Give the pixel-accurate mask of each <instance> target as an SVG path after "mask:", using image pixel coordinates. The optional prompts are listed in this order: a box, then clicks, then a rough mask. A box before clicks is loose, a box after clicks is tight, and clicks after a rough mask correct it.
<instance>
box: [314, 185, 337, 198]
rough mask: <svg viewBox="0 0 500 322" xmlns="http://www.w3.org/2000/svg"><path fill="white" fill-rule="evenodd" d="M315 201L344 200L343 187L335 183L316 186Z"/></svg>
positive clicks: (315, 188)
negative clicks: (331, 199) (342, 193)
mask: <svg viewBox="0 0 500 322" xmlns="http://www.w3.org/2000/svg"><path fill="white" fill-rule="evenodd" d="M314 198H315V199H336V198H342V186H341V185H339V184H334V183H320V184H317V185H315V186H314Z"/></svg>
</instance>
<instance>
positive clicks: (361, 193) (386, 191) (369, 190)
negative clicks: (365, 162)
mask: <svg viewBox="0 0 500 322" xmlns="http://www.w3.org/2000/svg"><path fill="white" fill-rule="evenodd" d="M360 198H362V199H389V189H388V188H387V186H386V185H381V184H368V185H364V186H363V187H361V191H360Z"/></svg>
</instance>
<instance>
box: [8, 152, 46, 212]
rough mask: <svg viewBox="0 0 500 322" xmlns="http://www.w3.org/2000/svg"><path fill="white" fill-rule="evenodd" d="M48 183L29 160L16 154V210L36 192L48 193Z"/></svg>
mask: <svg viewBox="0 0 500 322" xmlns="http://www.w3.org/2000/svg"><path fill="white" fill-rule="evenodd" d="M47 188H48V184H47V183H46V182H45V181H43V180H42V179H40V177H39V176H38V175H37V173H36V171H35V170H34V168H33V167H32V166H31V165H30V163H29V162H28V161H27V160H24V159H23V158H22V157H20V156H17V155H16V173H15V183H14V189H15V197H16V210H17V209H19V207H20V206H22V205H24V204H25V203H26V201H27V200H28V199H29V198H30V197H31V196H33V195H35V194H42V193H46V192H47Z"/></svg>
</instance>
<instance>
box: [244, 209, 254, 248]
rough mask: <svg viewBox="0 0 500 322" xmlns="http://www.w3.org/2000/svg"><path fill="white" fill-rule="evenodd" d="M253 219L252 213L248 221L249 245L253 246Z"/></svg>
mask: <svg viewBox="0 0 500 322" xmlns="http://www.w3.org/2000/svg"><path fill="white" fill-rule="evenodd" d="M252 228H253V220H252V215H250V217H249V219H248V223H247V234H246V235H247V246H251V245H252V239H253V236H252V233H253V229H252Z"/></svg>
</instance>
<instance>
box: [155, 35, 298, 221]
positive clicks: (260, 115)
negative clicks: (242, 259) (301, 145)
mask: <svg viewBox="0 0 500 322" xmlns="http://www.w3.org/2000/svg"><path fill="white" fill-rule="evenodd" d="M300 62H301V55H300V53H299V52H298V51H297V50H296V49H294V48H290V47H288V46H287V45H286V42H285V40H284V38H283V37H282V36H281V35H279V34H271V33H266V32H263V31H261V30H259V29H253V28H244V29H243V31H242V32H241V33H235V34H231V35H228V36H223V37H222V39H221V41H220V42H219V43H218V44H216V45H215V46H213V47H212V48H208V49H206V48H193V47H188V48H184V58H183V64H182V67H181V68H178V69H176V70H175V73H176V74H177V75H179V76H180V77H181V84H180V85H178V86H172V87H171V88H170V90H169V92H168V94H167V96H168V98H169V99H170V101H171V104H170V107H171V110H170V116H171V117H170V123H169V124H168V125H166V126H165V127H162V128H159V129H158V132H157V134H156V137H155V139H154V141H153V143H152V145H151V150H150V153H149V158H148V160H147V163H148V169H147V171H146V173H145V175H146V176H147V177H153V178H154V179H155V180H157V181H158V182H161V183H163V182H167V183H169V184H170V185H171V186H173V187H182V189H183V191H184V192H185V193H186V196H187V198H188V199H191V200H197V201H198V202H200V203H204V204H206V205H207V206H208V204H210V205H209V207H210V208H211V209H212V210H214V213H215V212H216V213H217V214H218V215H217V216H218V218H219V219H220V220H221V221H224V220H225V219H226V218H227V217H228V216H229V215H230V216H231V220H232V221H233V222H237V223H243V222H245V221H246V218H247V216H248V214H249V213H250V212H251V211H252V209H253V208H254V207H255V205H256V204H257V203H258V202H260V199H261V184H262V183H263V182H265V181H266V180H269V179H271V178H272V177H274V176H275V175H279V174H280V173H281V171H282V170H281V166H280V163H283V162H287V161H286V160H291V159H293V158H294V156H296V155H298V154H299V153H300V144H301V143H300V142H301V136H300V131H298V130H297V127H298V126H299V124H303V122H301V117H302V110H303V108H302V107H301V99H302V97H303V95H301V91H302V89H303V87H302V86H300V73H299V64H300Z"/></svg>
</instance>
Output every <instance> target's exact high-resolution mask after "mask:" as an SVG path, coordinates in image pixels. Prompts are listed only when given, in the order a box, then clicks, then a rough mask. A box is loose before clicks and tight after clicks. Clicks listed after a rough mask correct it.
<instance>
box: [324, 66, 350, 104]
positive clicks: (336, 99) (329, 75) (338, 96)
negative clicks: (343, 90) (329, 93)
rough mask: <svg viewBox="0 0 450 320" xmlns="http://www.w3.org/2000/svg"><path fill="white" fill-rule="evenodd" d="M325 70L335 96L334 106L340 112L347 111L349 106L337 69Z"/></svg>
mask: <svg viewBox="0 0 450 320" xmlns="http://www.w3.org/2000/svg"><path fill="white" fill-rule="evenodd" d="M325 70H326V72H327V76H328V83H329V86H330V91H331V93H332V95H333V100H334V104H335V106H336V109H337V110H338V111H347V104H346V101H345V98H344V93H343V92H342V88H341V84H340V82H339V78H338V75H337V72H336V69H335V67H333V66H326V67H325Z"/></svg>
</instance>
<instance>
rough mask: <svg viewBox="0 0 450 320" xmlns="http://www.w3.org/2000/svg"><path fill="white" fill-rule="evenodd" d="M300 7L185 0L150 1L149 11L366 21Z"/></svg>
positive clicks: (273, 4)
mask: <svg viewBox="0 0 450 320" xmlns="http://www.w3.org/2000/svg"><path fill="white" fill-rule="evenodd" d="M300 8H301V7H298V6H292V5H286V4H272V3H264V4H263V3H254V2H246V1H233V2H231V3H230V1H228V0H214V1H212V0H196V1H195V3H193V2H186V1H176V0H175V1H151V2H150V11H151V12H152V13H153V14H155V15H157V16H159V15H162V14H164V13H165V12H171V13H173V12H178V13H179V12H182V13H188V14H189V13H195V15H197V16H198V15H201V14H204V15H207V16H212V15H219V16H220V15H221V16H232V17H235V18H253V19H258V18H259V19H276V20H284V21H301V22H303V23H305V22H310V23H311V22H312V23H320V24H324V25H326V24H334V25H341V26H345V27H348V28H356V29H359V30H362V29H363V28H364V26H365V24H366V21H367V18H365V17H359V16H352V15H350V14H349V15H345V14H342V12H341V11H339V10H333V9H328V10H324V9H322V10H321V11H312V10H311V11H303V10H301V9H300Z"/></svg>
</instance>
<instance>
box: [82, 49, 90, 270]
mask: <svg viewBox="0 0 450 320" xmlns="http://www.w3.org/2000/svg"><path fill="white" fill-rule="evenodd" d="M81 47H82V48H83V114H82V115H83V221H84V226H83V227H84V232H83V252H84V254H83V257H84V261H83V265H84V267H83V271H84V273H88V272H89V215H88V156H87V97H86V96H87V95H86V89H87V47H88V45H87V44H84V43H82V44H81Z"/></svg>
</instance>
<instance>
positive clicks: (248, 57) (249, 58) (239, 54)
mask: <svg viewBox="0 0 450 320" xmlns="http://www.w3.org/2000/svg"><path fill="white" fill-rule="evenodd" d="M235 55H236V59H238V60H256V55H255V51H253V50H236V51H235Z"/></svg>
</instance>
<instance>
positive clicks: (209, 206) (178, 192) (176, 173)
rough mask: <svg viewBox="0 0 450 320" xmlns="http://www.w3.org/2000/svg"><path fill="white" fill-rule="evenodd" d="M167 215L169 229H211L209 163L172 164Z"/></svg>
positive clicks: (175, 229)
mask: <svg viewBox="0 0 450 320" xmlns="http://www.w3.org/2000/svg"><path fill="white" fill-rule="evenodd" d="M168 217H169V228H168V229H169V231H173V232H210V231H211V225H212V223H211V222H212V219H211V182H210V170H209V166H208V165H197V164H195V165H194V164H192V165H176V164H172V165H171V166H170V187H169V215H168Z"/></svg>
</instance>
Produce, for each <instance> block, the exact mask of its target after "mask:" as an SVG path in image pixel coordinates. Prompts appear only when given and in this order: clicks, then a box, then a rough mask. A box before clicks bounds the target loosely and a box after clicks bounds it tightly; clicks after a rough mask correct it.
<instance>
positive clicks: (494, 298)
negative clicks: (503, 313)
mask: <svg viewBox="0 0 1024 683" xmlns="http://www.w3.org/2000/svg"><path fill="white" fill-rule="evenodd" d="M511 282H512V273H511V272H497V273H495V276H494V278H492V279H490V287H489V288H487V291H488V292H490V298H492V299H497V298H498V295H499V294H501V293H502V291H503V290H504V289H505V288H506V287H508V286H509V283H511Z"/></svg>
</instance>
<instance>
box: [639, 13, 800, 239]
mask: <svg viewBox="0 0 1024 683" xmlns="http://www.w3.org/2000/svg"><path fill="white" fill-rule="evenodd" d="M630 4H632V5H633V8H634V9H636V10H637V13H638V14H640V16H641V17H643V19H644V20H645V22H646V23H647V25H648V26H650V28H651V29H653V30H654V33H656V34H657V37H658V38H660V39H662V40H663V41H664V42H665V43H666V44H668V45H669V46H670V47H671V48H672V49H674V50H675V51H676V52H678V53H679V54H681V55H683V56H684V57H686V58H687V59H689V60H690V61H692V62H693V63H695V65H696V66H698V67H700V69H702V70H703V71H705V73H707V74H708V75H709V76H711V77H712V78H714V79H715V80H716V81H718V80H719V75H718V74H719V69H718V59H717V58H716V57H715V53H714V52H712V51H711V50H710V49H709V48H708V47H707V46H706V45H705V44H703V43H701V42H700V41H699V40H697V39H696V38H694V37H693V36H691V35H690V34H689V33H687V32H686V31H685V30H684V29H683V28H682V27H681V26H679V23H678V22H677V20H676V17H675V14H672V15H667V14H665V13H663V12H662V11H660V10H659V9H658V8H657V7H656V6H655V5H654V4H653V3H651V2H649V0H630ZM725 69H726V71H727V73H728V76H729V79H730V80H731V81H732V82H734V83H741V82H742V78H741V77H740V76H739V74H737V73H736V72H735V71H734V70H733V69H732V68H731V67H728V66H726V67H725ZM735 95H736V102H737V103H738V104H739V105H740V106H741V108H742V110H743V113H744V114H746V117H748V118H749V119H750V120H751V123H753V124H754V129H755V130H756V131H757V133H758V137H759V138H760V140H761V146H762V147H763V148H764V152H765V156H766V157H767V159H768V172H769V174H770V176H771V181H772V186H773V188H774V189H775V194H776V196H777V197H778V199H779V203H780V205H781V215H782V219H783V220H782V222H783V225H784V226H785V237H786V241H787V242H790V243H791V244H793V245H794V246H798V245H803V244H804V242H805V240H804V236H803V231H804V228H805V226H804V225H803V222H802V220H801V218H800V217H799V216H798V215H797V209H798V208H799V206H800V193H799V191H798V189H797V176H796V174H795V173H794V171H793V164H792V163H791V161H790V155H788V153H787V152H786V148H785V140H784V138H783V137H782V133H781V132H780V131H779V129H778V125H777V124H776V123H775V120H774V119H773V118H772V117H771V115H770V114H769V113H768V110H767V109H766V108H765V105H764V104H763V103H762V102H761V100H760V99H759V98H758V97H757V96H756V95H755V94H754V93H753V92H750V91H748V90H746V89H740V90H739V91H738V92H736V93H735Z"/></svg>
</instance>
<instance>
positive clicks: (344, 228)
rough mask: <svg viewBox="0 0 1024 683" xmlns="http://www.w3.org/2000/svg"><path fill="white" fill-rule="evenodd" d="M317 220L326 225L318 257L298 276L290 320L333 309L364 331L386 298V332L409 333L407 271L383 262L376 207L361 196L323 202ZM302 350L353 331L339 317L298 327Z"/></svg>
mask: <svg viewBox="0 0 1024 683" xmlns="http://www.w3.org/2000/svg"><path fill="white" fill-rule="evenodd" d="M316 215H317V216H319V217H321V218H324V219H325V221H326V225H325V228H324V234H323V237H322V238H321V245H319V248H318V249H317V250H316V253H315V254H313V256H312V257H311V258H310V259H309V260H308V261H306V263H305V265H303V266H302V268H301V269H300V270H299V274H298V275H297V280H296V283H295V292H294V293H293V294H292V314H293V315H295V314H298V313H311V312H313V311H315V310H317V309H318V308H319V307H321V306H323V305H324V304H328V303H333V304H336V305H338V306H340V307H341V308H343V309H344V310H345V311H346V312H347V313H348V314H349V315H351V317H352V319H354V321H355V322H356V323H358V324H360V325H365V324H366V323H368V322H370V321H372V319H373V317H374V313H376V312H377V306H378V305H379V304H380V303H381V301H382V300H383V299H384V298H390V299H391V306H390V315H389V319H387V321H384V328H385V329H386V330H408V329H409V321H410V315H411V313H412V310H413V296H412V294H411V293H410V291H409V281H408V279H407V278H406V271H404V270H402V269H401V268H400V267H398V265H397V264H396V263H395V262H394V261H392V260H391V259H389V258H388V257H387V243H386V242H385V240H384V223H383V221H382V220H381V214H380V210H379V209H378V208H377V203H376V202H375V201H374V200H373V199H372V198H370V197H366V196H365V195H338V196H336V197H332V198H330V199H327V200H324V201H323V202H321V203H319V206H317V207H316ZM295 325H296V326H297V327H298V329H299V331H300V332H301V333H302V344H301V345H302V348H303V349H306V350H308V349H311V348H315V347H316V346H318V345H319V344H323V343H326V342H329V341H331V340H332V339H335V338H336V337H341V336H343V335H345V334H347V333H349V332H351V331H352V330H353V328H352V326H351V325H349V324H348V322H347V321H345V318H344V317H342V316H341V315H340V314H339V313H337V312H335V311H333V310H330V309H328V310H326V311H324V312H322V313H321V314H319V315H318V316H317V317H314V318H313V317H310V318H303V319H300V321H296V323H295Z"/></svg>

**PROBLEM TO WORK ON**
Output only the lines from the top of the entries through the one holding "box: [314, 185, 337, 198]", copied exactly.

**RESULT BELOW**
Give the pixel-accurate mask of each <instance> target as an SVG path after "mask:", using image pixel coordinates. The optional prompts are listed in this order: a box, then clicks, then a rough mask. A box before clicks is loose, a box after clicks is tight, and clicks after a rough mask correct it.
<instance>
box: [314, 185, 337, 198]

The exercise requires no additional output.